◆ SHORT EXERCISE
Starting at the line that contains "Where can the concrete sidewalk" and ending at the last line of the material, write out every line again, requests included, and add 126 to each coordinate in the answer points. Leave the sample points inside the requests unchanged.

>> Start

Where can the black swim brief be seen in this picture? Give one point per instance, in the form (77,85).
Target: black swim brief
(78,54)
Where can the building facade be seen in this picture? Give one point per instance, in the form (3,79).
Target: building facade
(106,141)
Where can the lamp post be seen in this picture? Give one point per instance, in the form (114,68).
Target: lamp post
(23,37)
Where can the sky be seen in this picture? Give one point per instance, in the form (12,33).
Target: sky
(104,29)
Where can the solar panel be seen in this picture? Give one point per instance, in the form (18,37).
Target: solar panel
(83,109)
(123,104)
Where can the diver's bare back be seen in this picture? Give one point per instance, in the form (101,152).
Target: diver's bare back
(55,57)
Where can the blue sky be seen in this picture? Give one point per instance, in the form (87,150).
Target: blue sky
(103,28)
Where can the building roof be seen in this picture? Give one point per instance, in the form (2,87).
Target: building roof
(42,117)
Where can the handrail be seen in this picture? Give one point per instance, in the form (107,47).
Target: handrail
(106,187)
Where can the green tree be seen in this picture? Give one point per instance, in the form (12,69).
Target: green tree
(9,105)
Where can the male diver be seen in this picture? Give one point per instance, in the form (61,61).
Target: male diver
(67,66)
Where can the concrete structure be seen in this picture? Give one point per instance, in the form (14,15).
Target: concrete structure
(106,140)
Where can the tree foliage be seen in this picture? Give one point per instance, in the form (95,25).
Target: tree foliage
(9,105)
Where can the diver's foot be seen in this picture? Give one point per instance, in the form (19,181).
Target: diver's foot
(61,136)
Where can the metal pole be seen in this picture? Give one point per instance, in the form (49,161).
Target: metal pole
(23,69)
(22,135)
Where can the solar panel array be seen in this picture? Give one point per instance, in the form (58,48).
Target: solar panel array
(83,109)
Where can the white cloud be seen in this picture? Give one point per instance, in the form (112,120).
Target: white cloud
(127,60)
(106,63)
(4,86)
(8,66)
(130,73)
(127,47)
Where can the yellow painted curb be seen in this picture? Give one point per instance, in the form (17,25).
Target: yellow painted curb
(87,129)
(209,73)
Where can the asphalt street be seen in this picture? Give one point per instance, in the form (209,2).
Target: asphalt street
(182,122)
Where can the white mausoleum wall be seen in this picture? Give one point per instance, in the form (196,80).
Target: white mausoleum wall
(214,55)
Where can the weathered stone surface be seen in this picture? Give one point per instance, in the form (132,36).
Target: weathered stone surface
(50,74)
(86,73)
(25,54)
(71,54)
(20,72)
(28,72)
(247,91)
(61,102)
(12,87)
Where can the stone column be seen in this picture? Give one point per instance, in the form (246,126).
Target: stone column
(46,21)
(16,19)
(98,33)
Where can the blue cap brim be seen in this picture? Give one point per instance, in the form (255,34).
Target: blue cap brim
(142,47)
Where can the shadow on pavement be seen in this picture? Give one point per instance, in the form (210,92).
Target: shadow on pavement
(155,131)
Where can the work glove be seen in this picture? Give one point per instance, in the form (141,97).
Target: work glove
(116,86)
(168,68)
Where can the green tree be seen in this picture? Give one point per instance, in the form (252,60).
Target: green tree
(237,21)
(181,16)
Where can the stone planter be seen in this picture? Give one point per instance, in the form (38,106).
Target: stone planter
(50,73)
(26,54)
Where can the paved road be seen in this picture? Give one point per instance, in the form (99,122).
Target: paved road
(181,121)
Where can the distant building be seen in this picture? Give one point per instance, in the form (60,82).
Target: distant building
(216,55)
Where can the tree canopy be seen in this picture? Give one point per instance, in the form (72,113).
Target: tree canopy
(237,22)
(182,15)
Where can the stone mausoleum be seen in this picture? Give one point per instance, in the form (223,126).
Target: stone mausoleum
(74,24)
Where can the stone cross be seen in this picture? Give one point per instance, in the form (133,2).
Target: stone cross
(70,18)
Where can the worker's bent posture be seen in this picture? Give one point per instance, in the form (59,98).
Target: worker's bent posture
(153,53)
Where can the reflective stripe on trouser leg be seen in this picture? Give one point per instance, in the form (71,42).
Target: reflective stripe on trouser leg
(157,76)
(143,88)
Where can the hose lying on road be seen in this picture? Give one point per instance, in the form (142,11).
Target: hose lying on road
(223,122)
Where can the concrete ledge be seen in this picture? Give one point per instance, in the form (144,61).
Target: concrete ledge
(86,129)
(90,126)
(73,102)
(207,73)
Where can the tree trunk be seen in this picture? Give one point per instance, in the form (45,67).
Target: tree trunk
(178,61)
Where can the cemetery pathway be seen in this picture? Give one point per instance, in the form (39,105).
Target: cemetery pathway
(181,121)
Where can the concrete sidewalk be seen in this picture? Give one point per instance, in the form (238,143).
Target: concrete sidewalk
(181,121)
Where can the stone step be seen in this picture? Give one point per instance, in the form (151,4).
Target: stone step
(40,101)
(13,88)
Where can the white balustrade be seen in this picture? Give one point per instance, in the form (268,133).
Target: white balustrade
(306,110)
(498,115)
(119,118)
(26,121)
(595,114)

>> End

◆ SOLVED EXERCISE
Where can the concrete sidewalk be seen in this picture? Give one point per instance, in the form (238,143).
Target: concrete sidewalk
(307,247)
Where can the stone step be seen in this picture? Give one point per instance, in the form (151,4).
Target: stone step
(166,227)
(139,214)
Where can the white balustrade be seen in this picture? Give one point per instance, in the form (268,133).
Target: white balustrade
(432,236)
(624,241)
(245,244)
(152,247)
(721,240)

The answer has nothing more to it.